[Extrait du document]
Aïd Al-Adha : On sacrifie le sacrifice

C’est officiel. Il n’y aura pas de bêlements de moutons dans les ruelles cette année. Pas d’odeur de grillades qui s’incruste dans les vêtements, ni de couteaux affûtés avec application. Non, cette fois, l’Aïd Al-Adha sera célébré sans sacrifice. Ou plutôt avec un autre type de sacrifice : celui de la tradition au profit de la raison.
 

Le Roi Mohammed VI a en effet tranché, avec la sagesse qui sied à sa fonction d’Amir Al-Mouminine : «Nous invitons notre cher peuple à s’abstenir d’accomplir le rite du sacrifice de l’Aïd de cette année». 

L’argument est imparable. La sécheresse sévit, l’état du cheptel est préoccupant et le prix des bêtes aurait fini par transformer la fête du partage en une épreuve financière insoutenable pour nombre de ménages. En somme, mieux vaut s’abstenir d’égorger un mouton que… d’égorger le budget familial.

Il faut savoir que depuis six ans, en raison du stress hydrique sévère, les pâturages se raréfient. Résultat : nourrir un mouton coûte une petite fortune et les éleveurs peinent à maintenir leur cheptel. La loi de l’offre et de la demande a ainsi fait exploser les prix, transformant l’achat du mouton en un véritable casse-tête budgétaire. 

Face à cette situation, le gouvernement a pourtant multiplié les mesures pour contenir la crise : suppression des taxes sur les importations de bétail, interdiction de l’abattage des femelles reproductrices, importation massive de bovins et d’ovins... 

Mais, malgré ces efforts, l’équation est restée insoluble. Avec une question lancinante : vaut-il mieux préserver le cheptel ou préserver l’économie rurale ?

L’Aïd Al-Adha génère près de 18 milliards de dirhams de transactions, principalement au profit du monde rural. Au-delà de son aspect religieux, cette fête crée une mécanique bien huilée où tout le monde trouve son compte, de l’éleveur au boucher de quartier, en passant par les transporteurs, les vendeurs de charbon, de grils ou encore de paille. L’annuler, c’est assécher cette manne qui alimente tout un écosystème. C’est aussi priver les citadins de leur excursion annuelle aux marchés aux bestiaux, ces souks vivants où se négocient les prix avec plus de passion que sur le marché boursier.

[À faire]
1) Mettez à jour le texte sur l'Aïd Al-Adha, de "Aïd Al-Adha : On" jusqu'à "de la raison." inclus, en remplaçant "ruelles" par "rues".
2) Poursuivez le texte sur l'Aïd Al-Adha à partir de l'endroit où il s'arrête.
La liste qui suit est un matériau distinct du texte.

Enregistrements d'un jeu de données:

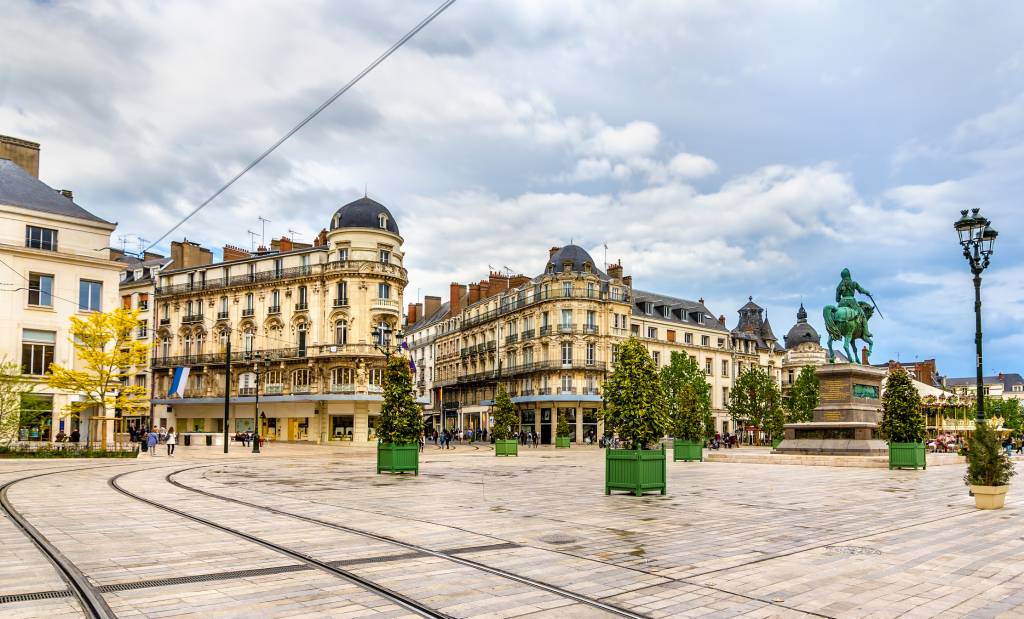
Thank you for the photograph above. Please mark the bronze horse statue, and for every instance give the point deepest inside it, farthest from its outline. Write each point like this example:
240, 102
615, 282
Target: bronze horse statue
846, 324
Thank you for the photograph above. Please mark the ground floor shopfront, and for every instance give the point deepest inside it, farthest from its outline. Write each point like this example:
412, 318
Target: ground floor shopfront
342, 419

[Réponses par tâche]
1)
Aïd Al-Adha : On sacrifie le sacrifice

C’est officiel. Il n’y aura pas de bêlements de moutons dans les rues cette année. Pas d’odeur de grillades qui s’incruste dans les vêtements, ni de couteaux affûtés avec application. Non, cette fois, l’Aïd Al-Adha sera célébré sans sacrifice. Ou plutôt avec un autre type de sacrifice : celui de la tradition au profit de la raison.

2)
Pourtant, pour de nombreuses familles, la non-observation de ce rituel pourrait être un soulagement. Selon le haut-commissariat au Plan, l’Aïd Al-Adha représente près de 30% de la dépense globale des ménages marocains dédiée annuellement à la consommation des viandes. Ce qui pèse lourd sur les portefeuilles. Pas étonnant que 13% des Marocains renoncent déjà à ce sacrifice, un chiffre en constante augmentation. Ironie de l’histoire : les ménages les plus modestes sont ceux qui tiennent le plus à cet acte, tandis que les plus aisés s’en affranchissent volontiers.

La fête restera une fête

Alors, cette année que restera-t-il de l’Aïd sans le sacrifice ? La prière collective, les repas en famille, les visites aux proches et la générosité envers les plus démunis. En somme, l’essence même de la fête. 

Car, au final, il ne faut pas confondre le rituel et son esprit. En somme, cette année, on sacrifie le sacrifice. Et c’est peut-être la meilleure façon d’en comprendre le véritable sens.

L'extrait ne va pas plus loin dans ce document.